Recast the lines starting at the one that contains "Each instance of the girl's" and ending at the one that contains "[[179, 523]]" as a Markdown table with the columns No. and Text, leaving out any blank lines.

--- begin Task input ---

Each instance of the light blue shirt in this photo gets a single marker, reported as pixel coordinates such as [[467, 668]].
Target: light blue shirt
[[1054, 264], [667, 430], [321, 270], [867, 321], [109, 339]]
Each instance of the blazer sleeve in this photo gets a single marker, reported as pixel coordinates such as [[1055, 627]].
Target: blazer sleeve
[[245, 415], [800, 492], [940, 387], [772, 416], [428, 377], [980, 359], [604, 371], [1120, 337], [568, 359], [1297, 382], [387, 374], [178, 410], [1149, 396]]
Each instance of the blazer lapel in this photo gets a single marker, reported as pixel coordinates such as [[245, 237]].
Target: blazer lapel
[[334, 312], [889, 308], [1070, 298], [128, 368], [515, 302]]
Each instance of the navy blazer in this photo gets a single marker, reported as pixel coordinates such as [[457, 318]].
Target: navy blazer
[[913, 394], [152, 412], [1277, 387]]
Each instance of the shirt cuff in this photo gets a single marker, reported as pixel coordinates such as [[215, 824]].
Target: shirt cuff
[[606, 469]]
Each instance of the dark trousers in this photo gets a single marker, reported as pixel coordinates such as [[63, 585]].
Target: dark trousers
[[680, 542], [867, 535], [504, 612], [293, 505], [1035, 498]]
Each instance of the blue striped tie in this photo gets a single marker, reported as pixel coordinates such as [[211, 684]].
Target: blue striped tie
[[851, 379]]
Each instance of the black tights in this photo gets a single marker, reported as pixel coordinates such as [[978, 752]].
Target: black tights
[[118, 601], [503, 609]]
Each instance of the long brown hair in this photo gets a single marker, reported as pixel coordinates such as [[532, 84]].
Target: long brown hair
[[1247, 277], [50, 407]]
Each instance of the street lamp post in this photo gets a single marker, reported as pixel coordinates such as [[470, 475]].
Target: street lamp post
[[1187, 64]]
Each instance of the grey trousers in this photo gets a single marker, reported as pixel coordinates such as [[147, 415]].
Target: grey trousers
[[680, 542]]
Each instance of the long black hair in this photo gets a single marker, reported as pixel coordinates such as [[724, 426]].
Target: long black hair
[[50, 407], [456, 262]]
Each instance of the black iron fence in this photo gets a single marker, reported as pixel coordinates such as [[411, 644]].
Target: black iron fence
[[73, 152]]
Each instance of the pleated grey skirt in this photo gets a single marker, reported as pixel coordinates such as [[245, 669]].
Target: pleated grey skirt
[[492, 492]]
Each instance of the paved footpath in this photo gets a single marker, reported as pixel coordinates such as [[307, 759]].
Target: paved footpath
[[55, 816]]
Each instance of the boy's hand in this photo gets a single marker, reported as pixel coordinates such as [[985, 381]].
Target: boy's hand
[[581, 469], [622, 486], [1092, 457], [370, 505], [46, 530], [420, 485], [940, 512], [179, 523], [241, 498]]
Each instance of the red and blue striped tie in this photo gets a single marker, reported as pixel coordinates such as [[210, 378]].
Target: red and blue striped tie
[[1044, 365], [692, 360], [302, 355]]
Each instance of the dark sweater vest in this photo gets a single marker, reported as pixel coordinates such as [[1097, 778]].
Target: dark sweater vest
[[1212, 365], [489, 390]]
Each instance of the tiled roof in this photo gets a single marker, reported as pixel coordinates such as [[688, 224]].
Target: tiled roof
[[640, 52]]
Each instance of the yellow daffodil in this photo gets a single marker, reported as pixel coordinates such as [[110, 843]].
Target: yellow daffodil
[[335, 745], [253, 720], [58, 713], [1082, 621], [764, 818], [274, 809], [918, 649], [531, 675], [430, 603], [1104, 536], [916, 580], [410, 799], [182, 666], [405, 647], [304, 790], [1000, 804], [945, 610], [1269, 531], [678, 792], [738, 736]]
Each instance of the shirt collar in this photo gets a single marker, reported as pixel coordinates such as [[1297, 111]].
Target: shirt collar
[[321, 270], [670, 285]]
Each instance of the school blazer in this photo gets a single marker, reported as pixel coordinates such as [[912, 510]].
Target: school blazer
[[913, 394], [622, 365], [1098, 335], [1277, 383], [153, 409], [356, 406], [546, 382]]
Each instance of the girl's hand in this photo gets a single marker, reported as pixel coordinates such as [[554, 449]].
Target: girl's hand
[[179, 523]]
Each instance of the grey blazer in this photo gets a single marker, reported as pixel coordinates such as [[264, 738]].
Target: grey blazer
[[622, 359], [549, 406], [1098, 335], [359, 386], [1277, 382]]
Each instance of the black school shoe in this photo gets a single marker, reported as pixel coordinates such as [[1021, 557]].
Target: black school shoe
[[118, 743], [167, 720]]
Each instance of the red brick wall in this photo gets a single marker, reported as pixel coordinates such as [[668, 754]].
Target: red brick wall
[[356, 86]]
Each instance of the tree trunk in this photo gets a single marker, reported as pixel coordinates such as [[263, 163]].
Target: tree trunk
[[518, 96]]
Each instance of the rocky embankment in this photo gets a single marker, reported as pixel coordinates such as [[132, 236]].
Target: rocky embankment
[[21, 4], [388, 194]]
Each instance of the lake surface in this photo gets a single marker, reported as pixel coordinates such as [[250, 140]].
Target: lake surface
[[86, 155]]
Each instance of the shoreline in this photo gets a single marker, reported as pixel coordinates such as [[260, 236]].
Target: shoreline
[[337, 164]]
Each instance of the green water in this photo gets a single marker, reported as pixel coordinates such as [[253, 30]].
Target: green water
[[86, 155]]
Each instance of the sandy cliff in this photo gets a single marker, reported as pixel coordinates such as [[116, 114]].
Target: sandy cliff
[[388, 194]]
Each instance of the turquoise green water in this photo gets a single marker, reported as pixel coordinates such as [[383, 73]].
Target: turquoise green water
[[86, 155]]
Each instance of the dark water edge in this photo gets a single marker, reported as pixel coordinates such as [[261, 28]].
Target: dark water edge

--- end Task input ---

Written response:
| No. | Text |
|---|---|
| 1 | Each instance of the girl's hand in this photo gets a single marker, reported as pixel coordinates such as [[554, 449]]. |
| 2 | Target: girl's hand |
| 3 | [[179, 523]] |